Count the lines in the material below that contain the word "above". Reply with that number alone.

> [The records]:

##############################

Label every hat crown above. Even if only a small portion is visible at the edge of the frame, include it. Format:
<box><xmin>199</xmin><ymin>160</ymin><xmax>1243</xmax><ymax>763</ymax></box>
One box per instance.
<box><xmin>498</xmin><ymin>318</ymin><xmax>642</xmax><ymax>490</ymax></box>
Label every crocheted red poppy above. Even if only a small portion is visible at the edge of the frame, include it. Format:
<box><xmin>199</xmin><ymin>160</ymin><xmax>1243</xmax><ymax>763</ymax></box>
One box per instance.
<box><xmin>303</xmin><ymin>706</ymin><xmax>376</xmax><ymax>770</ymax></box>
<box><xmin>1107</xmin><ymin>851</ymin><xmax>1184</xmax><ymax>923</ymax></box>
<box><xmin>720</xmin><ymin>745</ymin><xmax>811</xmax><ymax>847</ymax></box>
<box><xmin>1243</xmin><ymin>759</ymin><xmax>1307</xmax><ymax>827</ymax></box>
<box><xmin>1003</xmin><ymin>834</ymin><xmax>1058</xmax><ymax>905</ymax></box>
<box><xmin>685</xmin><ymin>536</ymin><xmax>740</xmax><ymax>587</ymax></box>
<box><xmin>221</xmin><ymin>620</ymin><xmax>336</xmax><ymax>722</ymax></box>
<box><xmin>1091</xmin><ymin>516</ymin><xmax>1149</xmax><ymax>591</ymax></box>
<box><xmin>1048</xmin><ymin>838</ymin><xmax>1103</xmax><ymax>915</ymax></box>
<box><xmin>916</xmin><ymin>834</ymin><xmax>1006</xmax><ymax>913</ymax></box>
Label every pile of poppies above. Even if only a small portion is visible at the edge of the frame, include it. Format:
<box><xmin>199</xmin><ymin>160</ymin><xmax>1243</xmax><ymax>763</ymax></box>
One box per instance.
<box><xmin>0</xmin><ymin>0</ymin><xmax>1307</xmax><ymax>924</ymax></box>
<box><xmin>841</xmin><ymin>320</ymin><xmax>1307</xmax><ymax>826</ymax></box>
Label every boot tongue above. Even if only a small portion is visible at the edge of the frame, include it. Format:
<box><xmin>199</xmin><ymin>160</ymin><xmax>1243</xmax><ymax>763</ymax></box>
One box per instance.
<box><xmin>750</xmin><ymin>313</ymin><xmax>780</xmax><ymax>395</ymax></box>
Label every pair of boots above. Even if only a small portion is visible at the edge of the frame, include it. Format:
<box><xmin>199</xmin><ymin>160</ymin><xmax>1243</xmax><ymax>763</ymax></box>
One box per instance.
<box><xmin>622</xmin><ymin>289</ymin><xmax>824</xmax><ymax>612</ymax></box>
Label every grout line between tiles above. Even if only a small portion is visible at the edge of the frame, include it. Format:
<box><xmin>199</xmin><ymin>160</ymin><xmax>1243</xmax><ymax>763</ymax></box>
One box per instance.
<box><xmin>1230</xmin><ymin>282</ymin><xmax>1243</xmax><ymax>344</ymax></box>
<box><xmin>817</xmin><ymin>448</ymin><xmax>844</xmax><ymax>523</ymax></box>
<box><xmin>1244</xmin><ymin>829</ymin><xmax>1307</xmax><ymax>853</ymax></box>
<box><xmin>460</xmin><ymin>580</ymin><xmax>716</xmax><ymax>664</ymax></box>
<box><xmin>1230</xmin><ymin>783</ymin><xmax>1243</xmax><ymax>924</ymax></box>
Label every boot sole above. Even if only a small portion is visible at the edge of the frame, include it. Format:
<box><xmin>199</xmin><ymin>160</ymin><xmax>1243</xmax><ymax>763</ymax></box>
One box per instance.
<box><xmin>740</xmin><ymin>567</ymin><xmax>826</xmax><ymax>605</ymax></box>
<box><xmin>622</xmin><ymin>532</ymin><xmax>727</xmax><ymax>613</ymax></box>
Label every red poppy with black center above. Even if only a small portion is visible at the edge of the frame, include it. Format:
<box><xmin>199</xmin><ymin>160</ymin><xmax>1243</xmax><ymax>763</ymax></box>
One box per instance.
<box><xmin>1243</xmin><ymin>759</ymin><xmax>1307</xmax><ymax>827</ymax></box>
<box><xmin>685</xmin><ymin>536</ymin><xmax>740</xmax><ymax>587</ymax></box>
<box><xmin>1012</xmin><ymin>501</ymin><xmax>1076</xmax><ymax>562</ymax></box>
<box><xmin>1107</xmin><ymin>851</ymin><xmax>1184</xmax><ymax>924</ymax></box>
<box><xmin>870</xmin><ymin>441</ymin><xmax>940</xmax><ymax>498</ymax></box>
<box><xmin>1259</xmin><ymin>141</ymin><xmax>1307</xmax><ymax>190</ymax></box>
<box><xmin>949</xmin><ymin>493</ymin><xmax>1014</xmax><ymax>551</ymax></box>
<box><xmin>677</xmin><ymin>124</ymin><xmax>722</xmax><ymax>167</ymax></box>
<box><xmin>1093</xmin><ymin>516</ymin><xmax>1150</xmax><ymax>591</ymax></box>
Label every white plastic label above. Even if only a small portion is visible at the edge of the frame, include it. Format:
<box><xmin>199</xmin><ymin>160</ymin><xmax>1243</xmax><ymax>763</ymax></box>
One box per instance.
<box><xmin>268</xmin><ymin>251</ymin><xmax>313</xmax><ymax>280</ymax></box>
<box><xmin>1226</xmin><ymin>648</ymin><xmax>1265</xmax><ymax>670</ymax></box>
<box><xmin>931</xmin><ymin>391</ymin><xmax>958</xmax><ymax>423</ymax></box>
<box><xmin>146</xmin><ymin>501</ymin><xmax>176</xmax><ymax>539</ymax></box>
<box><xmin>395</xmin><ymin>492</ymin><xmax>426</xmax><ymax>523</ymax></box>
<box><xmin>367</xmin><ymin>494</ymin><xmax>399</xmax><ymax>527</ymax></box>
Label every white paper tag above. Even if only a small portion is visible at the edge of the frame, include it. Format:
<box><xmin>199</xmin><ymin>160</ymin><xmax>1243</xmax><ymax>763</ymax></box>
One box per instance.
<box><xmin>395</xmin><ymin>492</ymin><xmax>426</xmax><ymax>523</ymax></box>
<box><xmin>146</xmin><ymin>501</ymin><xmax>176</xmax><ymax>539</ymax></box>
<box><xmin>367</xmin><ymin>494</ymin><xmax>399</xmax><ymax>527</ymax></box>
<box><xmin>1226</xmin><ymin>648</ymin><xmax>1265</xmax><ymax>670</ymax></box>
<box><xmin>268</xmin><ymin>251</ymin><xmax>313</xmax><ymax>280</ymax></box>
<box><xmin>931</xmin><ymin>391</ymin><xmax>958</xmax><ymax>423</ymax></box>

##############################

> [Response]:
10